TEXT BLOCK:
======

During the 12th and 13th centuries, there was an unprecedented explosion of treatises on ophthalmologic issues. In Spain, Muhammad ibn Qassum ibn Aslam al-Ghafiqi wrote the Guide to Ophthalmology, complete with illustrations of ophthalmologic instruments.
In Cairo, Fath al-Dib al-Qaysi, one of a three-generation family of court physicians and, himself, a doctor to Saladin, penned the important Natijat al-Fikar fi ‘Ilaj Amrad al-Basar (The Result of Thinking About the Cure of Eye Diseases) in 1245. The treatise consisted of 17 chapters dealing with the anatomy and physiology of the eye, and the causes, symptoms, and treatment of 124 eye diseases and conditions, some of which he described for the first time.
About a decade later, another comprehensive ophthalmologic manual was composed in Syria by Khalifah bin Abu al-Mahasin of Aleppo. These writings included a useful introduction to eye surgery and descriptions of eye operations. The last great medieval Arab ophthalmologist was Ibn al-Akfani ash-Shadhili of Egypt, who died of the Black Death in 1348. His book, Kasuf ar-Rayn fi Ahwal al-Ayn, was a summary clarification of all existing knowledge about the eye and ranked as the leading ophthalmologic treatise for the next three centuries.
Hand in hand with the concern for sight and the functions of the eye came an interest in optics. Arab medieval doctors, from the 12th century and onwards, used various lenses to correct defects in vision. Much of their understanding of optical properties was based on the work of an Egyptian mathematician and scholar, Abu ‘Ali al-Hasan bin al-Hasan bin al-Haytham.
Alhazen’s most important work is the comprehensive Kitab al-Manazir (The Book of Optics), probably the most thoroughly scientific, in method and thought, of all medieval works. In it, Alhazen developed a broad theory that explained vision, using geometry and anatomy. He rejected the theories of Euclid and Ptolemy that vision results from a ray leaving the eye and reaching the object. Instead, he postulated correctly that each point on a lighted area or object radiates light rays in every direction, but only one ray from each point, which strikes the eye perpendicularly, “and is transmitted there by the transparent body” – the lens. The other rays strike at different angles and are not seen. So profound and seminal was this explanation that it led George Sarton to call Alhazen greatest Muslim physicist and one of the greatest students of optics of all time.”

======

Stored entries
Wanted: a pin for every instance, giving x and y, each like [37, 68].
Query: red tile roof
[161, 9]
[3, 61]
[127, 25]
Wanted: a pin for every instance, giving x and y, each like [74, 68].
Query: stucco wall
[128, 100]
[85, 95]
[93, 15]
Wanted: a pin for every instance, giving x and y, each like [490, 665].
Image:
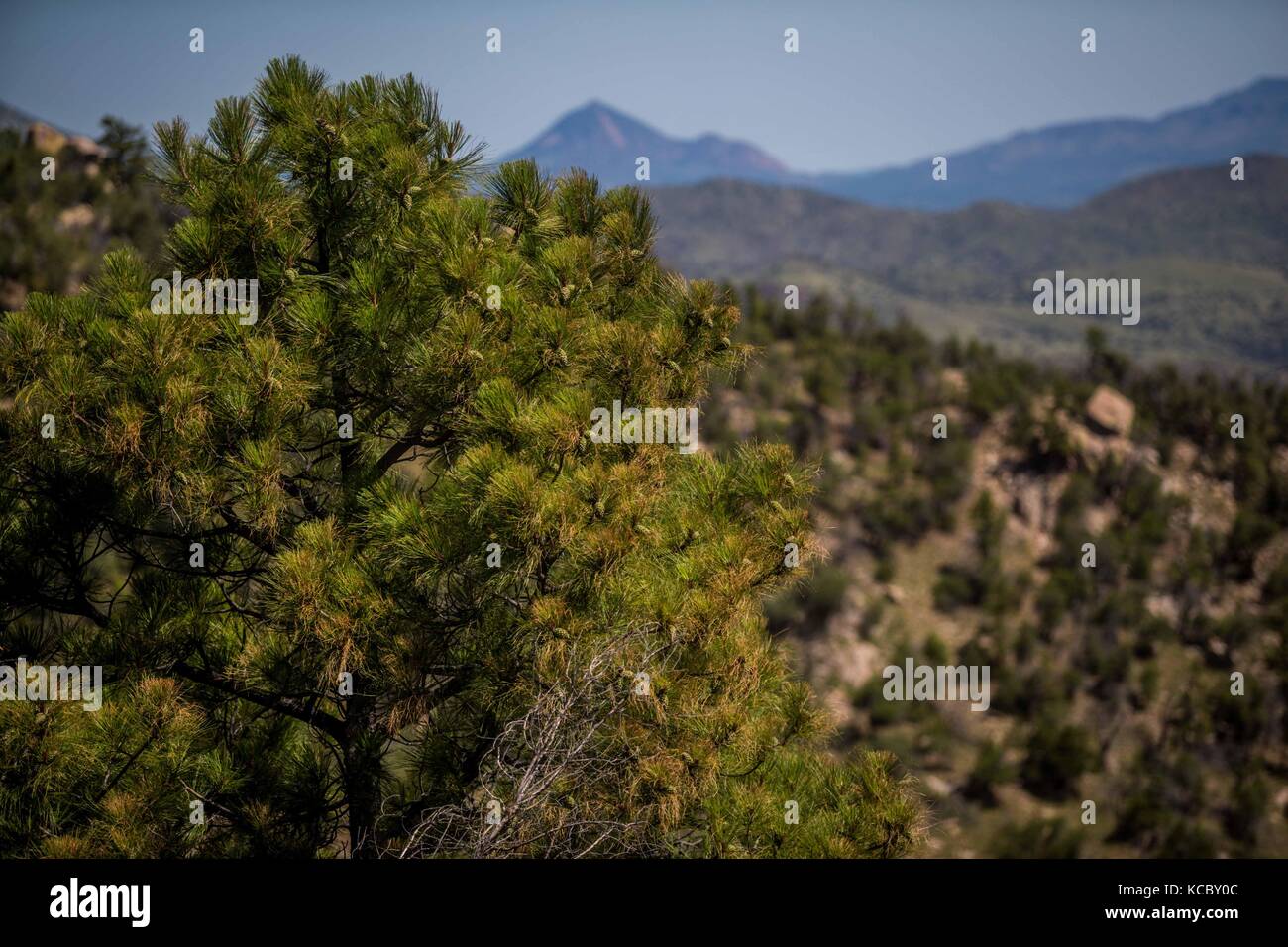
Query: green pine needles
[360, 579]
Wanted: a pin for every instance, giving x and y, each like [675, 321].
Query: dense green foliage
[605, 686]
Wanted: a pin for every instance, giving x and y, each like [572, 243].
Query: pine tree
[360, 579]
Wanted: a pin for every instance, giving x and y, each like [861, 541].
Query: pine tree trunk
[361, 779]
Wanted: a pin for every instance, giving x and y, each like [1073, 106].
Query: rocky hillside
[54, 230]
[1111, 682]
[1211, 256]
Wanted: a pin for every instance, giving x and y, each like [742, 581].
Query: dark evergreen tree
[468, 628]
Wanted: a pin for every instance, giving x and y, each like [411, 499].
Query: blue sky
[874, 82]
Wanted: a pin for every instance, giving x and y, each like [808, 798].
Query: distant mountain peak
[1057, 165]
[606, 142]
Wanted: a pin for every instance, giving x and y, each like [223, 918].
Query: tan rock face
[76, 218]
[46, 138]
[1111, 411]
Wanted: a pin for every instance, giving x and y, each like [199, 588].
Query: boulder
[1111, 411]
[46, 138]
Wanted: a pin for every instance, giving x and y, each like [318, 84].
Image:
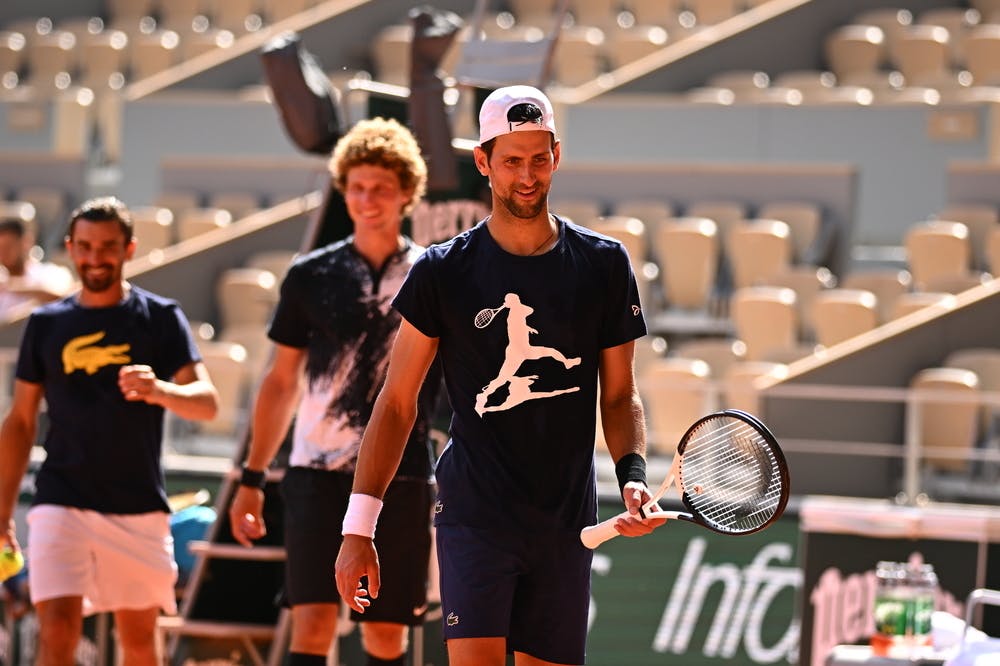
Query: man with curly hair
[332, 330]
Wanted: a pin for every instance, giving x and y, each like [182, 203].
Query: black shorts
[315, 502]
[532, 588]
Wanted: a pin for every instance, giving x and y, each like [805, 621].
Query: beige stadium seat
[687, 250]
[153, 53]
[720, 353]
[579, 55]
[50, 55]
[710, 12]
[391, 54]
[254, 339]
[239, 204]
[740, 81]
[626, 45]
[599, 13]
[245, 296]
[985, 362]
[12, 51]
[153, 228]
[981, 219]
[949, 414]
[103, 56]
[651, 211]
[725, 214]
[197, 221]
[765, 319]
[663, 13]
[226, 365]
[757, 250]
[937, 249]
[579, 210]
[741, 380]
[853, 49]
[958, 21]
[279, 10]
[276, 261]
[982, 54]
[237, 16]
[922, 301]
[533, 12]
[840, 314]
[811, 237]
[992, 252]
[893, 21]
[180, 14]
[676, 392]
[205, 41]
[887, 284]
[807, 282]
[922, 53]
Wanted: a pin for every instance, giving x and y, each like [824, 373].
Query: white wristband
[362, 514]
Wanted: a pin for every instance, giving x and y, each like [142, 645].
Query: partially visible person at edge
[332, 329]
[107, 360]
[23, 278]
[529, 314]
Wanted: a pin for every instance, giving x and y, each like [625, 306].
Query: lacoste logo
[78, 356]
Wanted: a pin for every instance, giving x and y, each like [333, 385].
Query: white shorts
[114, 562]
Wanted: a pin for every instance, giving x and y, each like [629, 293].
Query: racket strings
[730, 476]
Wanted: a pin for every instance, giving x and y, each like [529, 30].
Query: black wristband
[630, 467]
[253, 478]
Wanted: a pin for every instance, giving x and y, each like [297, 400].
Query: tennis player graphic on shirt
[519, 349]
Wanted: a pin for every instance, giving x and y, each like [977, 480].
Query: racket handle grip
[595, 535]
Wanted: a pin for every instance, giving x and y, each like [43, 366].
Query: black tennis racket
[731, 475]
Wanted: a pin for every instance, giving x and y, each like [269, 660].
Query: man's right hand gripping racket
[731, 475]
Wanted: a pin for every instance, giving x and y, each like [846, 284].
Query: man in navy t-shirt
[530, 315]
[107, 360]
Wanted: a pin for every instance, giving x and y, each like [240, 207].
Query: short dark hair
[13, 225]
[103, 209]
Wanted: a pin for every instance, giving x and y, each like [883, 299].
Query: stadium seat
[840, 314]
[245, 296]
[739, 390]
[676, 392]
[945, 420]
[765, 319]
[937, 249]
[854, 49]
[981, 219]
[887, 284]
[720, 353]
[758, 249]
[197, 221]
[985, 362]
[982, 54]
[687, 250]
[153, 228]
[807, 282]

======

WHAT YOU WILL DO:
- A) Transcribe the passage on medieval Arab eye medicine, starting at the words "During the 12th" and stopping after the words "of ophthalmologic instruments.".
- B) According to the passage on medieval Arab eye medicine, how many chapters did Fath al-Dib al-Qaysi's treatise contain?
- C) Take the passage on medieval Arab eye medicine further, continuing on from its final sentence.
The items are separate material and are not part of the passage on medieval Arab eye medicine.

RESULTS OF THE TASKS:
- A)
During the 12th and 13th centuries, there was an unprecedented explosion of treatises on ophthalmologic issues. In Spain, Muhammad ibn Qassum ibn Aslam al-Ghafiqi wrote the Guide to Ophthalmology, complete with illustrations of ophthalmologic instruments.

- B) 17 chapters.

- C)
Alhazen also wrote On the Light of the Moon, which argues that the moon shines like a self-illuminating object though its light is borrowed from the sun. In On the Shape of the Eclipse, he describes the half-moon shape of the sun’s image, during eclipses, on the wall opposite a small hole made in window shutters – the first known mention of the camera obscura, or dark chamber, on which all photography depends.
Alhazen’s influence on European science after his death in 1040 cannot be exaggerated. Roger Bacon quotes or refers to him at almost every step in the parts of Opus Maius that deal with optics, and Part VI of the work is dependent on his earlier discoveries. Johannes Kepler’s study of light was dependent on his work as well.
In their pursuit of understanding and cures, these medieval Arab doctors and scientists laid the foundations on which modern ophthalmology, optics, and astronomy were built. Without their work, modern advances such as corneal transplants, radial keratotomy and the restoration of vision could never have come to pass. As in so many other endeavors, the modern world owes a debt to the medieval Arab minds that showed the way.